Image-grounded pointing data
····················
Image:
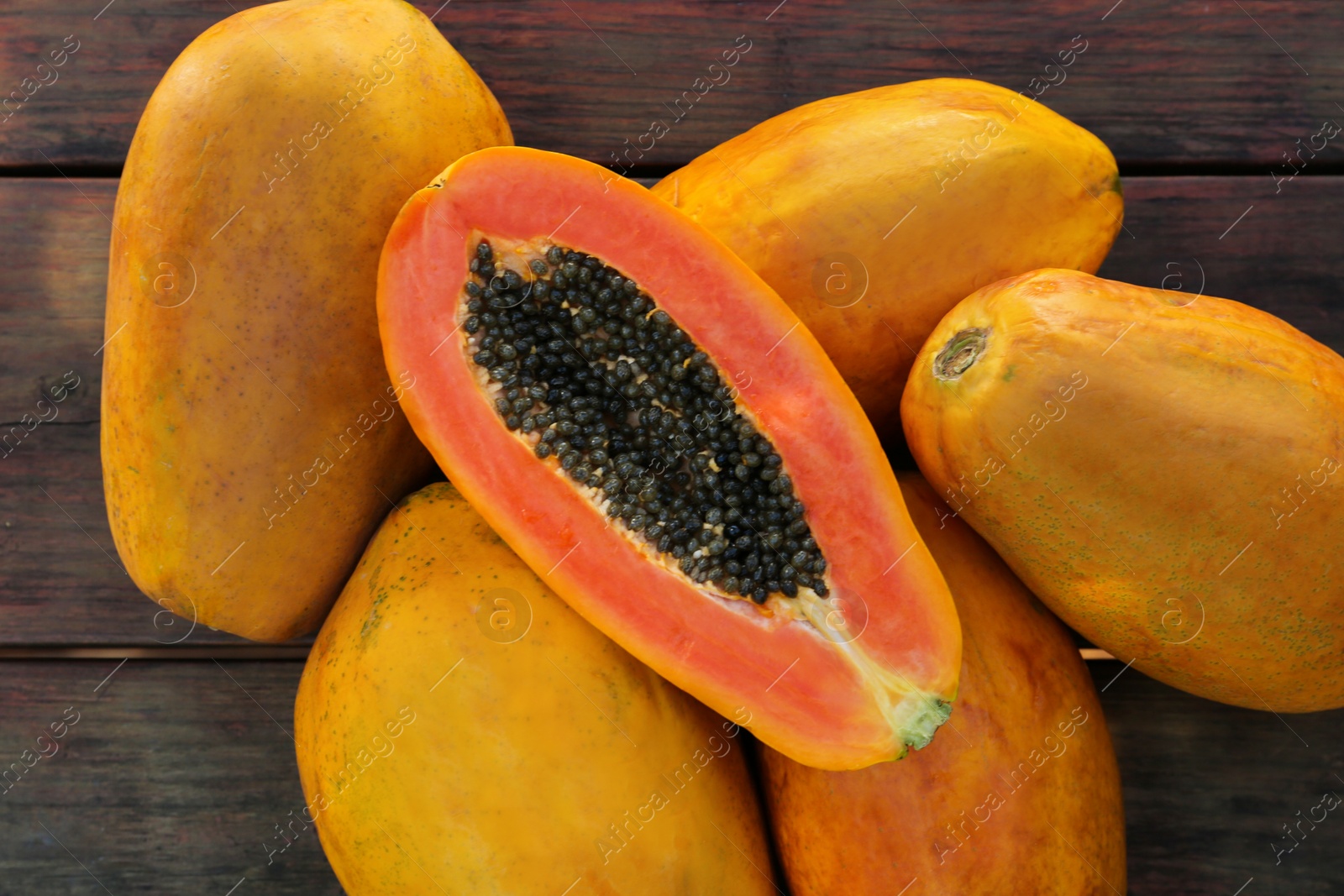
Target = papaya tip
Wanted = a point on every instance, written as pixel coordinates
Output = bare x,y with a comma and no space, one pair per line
960,354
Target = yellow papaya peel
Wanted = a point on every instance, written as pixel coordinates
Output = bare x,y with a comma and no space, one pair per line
461,730
1163,470
874,212
252,437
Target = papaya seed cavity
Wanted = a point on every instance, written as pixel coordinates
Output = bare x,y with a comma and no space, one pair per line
605,387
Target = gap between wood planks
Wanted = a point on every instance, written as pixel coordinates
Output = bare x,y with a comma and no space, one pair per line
237,652
649,175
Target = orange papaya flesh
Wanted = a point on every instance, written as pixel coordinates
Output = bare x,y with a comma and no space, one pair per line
1021,797
874,212
837,676
250,432
460,730
1160,469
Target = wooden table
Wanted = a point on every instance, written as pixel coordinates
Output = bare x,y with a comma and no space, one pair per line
181,765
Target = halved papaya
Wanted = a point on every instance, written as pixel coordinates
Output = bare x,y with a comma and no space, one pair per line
577,338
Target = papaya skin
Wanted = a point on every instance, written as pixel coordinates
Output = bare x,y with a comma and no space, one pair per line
816,202
1169,483
1026,700
252,437
526,746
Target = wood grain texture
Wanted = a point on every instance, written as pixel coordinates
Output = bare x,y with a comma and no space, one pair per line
60,580
1193,82
175,775
171,781
1209,788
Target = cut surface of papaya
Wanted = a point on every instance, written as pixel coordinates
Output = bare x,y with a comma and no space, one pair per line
1160,468
250,432
658,436
1021,795
460,730
874,212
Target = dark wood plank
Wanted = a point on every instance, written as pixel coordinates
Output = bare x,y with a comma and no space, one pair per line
1283,255
60,580
175,775
171,781
1209,788
1210,82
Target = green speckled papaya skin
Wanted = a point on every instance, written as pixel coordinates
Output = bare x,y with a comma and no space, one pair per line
461,730
1163,470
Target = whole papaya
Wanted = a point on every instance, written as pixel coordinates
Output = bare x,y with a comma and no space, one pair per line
461,730
1162,470
252,437
1019,795
874,212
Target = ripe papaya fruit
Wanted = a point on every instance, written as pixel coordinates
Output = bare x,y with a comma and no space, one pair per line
252,437
874,212
1021,797
1162,470
660,438
460,730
····················
*What is required*
Scan the records for the string "skin" and show every line that contains it.

*Task solution*
Target = papaya skin
Target = green speckled papaya skin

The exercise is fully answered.